> _Exercise directions_:
Reproduce the entries below word for word, keeping every line unchanged.

[Point annotation records]
◇ ◇ ◇ ◇

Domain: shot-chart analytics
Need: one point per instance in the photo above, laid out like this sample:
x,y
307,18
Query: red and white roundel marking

◇ ◇ ◇ ◇

> _Response_:
Domain: shot-chart analytics
Need: one point per instance in the photo above, laid out like this sample:
x,y
307,18
Query: red and white roundel marking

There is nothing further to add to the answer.